(Bounding box annotation records)

(begin)

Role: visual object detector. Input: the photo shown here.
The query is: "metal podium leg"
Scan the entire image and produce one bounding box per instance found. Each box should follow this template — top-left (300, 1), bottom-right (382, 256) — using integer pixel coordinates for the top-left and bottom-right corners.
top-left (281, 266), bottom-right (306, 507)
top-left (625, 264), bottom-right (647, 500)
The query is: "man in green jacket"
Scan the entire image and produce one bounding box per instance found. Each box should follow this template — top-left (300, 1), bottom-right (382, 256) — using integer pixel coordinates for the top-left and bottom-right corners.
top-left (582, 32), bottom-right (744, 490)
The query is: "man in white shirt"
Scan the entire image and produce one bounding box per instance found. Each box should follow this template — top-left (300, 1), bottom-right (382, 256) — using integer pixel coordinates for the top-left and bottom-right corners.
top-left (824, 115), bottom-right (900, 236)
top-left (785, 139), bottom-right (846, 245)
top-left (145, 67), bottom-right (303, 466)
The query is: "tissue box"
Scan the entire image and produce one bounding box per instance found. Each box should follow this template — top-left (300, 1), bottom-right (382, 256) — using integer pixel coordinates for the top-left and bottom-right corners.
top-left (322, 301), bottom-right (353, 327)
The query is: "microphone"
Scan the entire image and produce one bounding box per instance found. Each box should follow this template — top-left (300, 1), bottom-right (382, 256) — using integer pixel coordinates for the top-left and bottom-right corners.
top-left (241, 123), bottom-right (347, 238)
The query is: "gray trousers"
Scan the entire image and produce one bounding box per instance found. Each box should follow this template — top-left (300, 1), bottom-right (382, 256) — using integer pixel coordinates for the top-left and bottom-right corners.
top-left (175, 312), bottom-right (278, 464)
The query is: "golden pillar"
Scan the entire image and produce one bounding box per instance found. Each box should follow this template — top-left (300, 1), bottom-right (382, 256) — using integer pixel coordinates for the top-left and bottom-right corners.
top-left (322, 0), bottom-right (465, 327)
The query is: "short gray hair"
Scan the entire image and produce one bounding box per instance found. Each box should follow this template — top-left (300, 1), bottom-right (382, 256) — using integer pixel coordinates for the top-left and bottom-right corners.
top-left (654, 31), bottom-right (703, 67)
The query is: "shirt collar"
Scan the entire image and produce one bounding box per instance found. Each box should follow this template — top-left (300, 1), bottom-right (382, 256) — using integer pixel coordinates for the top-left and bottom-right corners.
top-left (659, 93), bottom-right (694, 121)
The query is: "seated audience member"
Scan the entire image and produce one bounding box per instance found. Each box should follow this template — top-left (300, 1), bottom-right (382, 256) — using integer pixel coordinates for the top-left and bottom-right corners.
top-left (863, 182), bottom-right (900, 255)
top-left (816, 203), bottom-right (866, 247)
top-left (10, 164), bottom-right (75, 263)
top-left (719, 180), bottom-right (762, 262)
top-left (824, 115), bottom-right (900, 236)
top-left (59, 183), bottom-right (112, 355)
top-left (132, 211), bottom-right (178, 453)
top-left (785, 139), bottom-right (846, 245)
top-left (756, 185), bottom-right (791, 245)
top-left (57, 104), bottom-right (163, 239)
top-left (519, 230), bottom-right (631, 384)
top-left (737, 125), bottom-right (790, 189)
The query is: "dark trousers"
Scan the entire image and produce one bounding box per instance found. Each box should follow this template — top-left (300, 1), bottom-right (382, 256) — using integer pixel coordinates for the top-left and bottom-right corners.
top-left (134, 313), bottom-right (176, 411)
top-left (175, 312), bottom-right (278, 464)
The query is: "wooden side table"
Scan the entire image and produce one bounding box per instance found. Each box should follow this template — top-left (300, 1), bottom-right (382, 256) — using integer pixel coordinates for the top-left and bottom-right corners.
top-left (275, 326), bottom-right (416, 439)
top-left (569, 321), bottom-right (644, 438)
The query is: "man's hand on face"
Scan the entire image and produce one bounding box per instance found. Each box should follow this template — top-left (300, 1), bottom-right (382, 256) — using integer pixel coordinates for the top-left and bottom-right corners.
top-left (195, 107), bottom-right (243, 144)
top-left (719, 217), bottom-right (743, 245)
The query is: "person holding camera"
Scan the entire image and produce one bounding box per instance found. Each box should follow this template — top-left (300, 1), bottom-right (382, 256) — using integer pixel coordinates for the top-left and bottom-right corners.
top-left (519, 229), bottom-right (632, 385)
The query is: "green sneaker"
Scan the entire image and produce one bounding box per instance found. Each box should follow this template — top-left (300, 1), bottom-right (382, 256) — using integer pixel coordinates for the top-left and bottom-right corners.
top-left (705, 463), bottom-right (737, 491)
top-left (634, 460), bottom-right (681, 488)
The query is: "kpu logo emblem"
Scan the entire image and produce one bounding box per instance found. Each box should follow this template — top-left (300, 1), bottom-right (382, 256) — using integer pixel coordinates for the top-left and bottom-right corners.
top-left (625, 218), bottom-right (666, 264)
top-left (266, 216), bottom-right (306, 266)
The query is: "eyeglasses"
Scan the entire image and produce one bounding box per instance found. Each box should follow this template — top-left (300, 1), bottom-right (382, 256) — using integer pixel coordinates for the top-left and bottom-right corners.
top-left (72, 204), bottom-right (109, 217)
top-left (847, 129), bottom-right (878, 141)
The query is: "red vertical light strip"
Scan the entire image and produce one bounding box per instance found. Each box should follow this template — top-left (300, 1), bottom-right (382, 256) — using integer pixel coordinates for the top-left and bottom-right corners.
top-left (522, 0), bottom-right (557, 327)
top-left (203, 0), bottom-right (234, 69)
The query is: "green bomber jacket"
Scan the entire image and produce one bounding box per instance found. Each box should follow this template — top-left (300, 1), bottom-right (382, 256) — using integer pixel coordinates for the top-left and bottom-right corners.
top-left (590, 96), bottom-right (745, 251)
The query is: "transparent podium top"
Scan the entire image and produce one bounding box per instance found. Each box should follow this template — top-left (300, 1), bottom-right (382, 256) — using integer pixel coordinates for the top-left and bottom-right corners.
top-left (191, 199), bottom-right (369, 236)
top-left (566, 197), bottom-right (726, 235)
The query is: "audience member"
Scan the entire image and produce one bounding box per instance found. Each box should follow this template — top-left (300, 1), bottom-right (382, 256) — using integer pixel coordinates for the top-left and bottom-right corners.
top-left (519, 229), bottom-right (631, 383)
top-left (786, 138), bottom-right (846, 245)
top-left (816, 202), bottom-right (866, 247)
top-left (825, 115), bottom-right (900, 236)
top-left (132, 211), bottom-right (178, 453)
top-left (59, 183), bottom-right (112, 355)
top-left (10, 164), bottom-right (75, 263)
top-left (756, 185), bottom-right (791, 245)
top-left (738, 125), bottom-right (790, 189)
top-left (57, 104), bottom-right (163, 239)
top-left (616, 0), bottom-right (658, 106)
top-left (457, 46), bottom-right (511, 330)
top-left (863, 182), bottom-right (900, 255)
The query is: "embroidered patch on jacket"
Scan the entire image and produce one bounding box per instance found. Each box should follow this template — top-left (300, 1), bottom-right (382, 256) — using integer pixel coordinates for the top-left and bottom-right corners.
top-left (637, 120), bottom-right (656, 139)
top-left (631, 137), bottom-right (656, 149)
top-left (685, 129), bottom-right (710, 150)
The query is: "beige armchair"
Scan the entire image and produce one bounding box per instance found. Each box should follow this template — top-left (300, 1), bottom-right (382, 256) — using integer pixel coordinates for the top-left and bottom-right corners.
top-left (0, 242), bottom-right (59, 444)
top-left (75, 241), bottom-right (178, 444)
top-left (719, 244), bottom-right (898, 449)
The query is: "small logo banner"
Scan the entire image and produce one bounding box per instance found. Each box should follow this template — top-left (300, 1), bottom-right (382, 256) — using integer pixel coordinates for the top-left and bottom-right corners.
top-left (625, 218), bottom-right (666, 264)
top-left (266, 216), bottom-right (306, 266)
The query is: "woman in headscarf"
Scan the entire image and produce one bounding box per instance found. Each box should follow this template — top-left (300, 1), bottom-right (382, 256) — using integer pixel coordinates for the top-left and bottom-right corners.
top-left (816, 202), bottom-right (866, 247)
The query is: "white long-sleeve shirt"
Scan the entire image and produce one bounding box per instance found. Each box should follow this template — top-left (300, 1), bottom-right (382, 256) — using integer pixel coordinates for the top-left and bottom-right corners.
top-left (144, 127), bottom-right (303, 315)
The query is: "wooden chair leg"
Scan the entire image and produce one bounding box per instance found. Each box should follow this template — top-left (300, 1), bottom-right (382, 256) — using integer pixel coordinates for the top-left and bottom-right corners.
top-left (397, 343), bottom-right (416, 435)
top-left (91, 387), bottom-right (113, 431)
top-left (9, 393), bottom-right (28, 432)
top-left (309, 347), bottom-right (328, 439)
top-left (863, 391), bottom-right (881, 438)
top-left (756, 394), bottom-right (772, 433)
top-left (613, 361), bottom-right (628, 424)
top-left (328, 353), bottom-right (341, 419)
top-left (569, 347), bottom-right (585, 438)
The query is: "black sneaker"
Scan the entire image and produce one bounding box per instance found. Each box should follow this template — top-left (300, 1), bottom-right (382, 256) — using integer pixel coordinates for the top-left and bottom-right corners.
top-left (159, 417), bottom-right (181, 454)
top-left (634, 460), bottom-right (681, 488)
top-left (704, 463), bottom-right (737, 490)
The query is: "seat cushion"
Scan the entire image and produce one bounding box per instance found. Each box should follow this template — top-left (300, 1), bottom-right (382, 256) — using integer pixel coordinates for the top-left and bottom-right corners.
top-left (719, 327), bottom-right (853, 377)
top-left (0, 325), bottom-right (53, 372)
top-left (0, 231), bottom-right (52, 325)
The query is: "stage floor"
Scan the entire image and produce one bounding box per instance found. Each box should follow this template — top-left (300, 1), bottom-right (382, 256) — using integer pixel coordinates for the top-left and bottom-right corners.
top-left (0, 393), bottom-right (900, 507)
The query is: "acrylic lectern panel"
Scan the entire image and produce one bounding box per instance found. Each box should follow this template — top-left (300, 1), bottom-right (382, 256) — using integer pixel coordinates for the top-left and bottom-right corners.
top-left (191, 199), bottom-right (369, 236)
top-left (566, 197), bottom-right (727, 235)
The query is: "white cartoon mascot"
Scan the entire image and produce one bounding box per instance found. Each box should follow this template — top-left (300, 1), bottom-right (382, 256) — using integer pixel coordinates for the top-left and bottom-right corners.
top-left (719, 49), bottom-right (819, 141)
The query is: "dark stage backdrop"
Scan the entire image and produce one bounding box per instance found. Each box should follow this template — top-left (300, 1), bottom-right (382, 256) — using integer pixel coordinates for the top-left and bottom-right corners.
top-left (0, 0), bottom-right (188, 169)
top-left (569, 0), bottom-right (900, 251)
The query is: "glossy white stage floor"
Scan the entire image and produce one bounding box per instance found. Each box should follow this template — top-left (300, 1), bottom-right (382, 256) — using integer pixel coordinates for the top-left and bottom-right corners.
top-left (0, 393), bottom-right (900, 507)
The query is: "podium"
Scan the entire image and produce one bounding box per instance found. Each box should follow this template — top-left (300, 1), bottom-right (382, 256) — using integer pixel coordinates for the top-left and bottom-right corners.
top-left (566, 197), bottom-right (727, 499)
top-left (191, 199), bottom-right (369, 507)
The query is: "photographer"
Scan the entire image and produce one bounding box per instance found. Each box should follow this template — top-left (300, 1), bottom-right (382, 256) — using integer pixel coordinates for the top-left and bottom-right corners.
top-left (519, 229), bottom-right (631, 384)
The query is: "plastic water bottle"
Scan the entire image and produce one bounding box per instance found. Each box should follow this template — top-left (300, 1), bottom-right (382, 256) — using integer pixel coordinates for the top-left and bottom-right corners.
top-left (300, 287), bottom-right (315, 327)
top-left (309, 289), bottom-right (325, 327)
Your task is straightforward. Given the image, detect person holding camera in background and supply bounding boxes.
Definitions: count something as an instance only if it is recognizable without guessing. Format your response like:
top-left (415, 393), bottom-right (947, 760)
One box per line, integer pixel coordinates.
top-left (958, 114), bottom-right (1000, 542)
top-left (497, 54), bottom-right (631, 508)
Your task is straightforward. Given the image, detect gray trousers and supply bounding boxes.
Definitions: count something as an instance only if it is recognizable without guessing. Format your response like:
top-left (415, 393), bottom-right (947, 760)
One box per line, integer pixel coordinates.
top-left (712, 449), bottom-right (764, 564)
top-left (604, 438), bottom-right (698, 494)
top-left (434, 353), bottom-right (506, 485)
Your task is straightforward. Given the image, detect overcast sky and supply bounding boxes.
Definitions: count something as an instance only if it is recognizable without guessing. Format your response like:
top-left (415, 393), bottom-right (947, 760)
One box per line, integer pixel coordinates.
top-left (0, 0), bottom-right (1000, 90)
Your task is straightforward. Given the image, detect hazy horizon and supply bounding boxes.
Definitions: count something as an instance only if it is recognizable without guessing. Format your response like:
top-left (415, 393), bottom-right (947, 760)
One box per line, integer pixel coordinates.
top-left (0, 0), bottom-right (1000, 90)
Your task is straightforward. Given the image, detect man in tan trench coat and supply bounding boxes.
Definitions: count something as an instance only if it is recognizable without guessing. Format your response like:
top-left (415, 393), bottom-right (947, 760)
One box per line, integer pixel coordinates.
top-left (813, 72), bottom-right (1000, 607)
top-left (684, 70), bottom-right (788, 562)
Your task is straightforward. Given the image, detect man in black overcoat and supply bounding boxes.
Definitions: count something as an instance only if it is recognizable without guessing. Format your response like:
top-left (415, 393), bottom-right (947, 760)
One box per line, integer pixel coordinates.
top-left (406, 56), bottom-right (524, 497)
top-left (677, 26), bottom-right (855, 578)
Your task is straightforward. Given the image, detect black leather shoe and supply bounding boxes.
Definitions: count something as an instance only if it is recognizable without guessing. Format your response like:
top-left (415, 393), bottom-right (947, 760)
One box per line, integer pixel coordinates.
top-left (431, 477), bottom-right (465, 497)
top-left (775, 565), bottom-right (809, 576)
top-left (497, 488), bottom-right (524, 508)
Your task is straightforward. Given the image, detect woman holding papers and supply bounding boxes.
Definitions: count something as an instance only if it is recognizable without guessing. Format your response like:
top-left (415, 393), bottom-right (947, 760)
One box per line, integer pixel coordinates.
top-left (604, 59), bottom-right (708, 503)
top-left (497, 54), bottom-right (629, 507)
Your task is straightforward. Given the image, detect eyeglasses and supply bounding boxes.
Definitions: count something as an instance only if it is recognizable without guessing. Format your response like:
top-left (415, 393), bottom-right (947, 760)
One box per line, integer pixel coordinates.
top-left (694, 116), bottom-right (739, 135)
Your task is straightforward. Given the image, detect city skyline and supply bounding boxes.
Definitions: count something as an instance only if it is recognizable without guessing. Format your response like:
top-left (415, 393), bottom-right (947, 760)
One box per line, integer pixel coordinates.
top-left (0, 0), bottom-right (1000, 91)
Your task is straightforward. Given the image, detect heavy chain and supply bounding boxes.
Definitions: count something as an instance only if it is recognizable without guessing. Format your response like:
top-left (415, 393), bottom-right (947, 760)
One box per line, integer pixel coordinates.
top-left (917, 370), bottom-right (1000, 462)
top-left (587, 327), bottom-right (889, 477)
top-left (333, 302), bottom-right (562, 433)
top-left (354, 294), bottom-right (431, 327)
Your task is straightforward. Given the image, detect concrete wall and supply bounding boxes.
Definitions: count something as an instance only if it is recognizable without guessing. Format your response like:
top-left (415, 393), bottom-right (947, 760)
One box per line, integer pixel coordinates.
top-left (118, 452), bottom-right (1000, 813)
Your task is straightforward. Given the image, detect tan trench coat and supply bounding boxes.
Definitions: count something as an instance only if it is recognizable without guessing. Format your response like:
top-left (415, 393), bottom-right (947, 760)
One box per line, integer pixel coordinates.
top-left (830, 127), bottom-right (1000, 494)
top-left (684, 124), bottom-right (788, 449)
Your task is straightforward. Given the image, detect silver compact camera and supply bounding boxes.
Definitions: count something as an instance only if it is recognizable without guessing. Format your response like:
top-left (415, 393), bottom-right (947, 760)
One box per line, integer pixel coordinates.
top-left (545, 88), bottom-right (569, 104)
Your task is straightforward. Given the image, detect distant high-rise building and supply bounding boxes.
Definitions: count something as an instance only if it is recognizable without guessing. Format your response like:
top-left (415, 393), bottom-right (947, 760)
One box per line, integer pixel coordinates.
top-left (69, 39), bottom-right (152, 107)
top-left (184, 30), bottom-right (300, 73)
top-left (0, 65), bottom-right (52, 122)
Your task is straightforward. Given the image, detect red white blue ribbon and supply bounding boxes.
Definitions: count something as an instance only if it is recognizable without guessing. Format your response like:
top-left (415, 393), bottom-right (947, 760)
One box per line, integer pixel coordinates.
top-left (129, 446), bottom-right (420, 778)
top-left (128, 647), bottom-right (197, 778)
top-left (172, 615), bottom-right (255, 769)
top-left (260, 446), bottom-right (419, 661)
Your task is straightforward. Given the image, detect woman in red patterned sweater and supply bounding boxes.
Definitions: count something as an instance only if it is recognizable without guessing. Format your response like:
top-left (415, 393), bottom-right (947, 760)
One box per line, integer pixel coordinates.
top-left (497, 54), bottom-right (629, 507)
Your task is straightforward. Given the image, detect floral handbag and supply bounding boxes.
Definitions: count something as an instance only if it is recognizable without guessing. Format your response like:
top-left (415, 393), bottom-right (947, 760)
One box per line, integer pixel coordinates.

(end)

WRITTEN EXERCISE
Starting at the line that contains "Your task is straightforward. Given the image, detect red" and stopping after the line that contains "top-left (260, 446), bottom-right (419, 661)", reproduce those lines with "ribbon" changed to "sash" and nothing else altered.

FULL SOLUTION
Your task is straightforward. Given the image, detect red white blue sash and supply bounding boxes.
Definitions: count something as an instance only if it is recognizable without guessing. Format your response like:
top-left (415, 393), bottom-right (947, 760)
One box per line, integer pixel coordinates.
top-left (129, 446), bottom-right (420, 778)
top-left (128, 647), bottom-right (197, 778)
top-left (172, 615), bottom-right (255, 769)
top-left (260, 446), bottom-right (419, 661)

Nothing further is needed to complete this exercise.